◆ **WORK REQUIRED**
Rewrite all of the records below, replacing "Target" with "Object" and leaving everything else unchanged. Omit the pictures from your answer.

◆ **Excerpts from point annotation data**
>>>
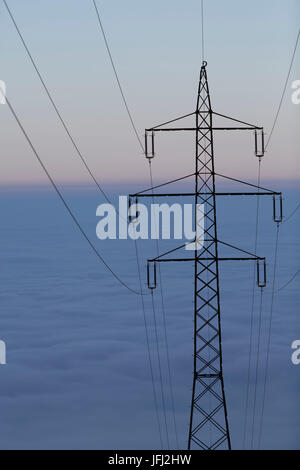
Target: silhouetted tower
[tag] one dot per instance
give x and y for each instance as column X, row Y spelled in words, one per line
column 208, row 427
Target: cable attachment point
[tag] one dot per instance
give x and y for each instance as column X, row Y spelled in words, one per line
column 259, row 136
column 149, row 152
column 261, row 272
column 151, row 274
column 277, row 208
column 132, row 210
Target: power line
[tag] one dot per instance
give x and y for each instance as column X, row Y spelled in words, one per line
column 58, row 113
column 268, row 340
column 257, row 365
column 202, row 27
column 148, row 348
column 117, row 77
column 291, row 214
column 252, row 312
column 284, row 90
column 160, row 370
column 165, row 325
column 65, row 203
column 288, row 282
column 153, row 305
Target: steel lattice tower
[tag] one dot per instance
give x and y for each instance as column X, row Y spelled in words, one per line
column 208, row 407
column 208, row 427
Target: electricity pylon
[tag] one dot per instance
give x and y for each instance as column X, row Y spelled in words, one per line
column 209, row 428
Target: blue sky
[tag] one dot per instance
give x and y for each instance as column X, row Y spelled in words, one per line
column 157, row 50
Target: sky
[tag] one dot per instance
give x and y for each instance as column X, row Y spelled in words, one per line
column 157, row 51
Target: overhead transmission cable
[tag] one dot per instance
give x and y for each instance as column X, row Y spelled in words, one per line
column 148, row 349
column 153, row 305
column 74, row 218
column 57, row 111
column 165, row 324
column 117, row 77
column 266, row 368
column 267, row 144
column 63, row 122
column 252, row 314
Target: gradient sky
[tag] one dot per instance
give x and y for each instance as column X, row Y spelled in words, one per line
column 157, row 50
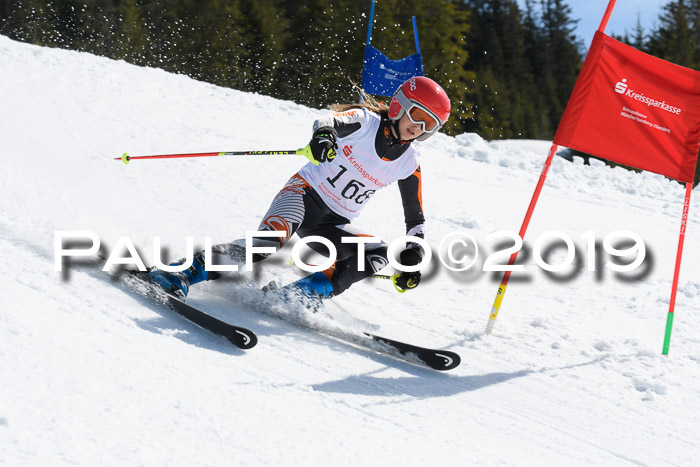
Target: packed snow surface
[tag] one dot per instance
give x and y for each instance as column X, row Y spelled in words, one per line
column 91, row 374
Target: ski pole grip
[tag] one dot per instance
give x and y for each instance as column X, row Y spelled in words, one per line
column 306, row 152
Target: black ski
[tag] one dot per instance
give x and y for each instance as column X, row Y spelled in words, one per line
column 436, row 359
column 238, row 336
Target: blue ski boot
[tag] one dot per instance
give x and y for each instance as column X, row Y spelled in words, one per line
column 179, row 282
column 309, row 290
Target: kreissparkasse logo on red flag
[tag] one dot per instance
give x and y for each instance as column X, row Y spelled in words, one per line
column 634, row 109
<<<
◆ **RESULT OF THE TASK**
Object: silhouetted tower
[tag] one dot per instance
give x and y for each instance as column X, row Y spelled in words, one per line
column 208, row 427
Object: cable attachment point
[tag] one dot per instance
give x and y for each instance as column X, row Y spelled in words, one per line
column 259, row 136
column 149, row 152
column 261, row 272
column 151, row 274
column 277, row 208
column 132, row 210
Object: power line
[tag] one dot per instance
give x and y for each instance as column X, row Y spelled in words, one per line
column 58, row 113
column 268, row 340
column 257, row 365
column 202, row 27
column 148, row 348
column 117, row 77
column 291, row 214
column 252, row 312
column 284, row 90
column 160, row 370
column 165, row 325
column 65, row 203
column 288, row 282
column 153, row 305
Object: steel lattice tower
[tag] one dot per instance
give x and y for each instance as column X, row Y spelled in words, one per line
column 208, row 407
column 208, row 427
Object: electricity pylon
[tag] one dot per instance
give x and y for each instance as column X, row Y spelled in words, one per line
column 209, row 428
Object: blue sky
[tag] one dot per instance
give x and y for each instance as column X, row Y spelled in words, one per line
column 157, row 50
Object: sky
[tag] one dot per instance
give x and y for each instance as column X, row Y spelled in words, one per line
column 157, row 51
Object: overhead transmission cable
[tag] one dot per instance
give x and y for each instance as column X, row Y spelled in words, one per line
column 148, row 349
column 153, row 305
column 74, row 218
column 57, row 111
column 165, row 324
column 117, row 77
column 266, row 368
column 267, row 144
column 63, row 122
column 252, row 314
Object: gradient sky
[tag] one dot per instance
give x and y for each instance as column X, row Y spelled in words, one per line
column 157, row 50
Object: packed snow surface
[tag] one dot per instance
give x and y for each instance as column X, row Y spelled in words, one per line
column 91, row 374
Object: ski pole grip
[tag] one dot per instance
give x and y for each instance as column X, row Y spelled in words, one per line
column 306, row 152
Object: black ski
[tag] one dot per instance
give x and y for each instance as column X, row Y spelled in words, one per line
column 436, row 359
column 238, row 336
Object: blue ski boot
[tag] one dot per instance
give x and y for each instance as column X, row Y spelled in words, one per line
column 179, row 282
column 309, row 290
Object: kreissparkasse logo on red flag
[tag] one dot per instance
give x and y for each instance as column X, row Y spelled in words, one per line
column 634, row 109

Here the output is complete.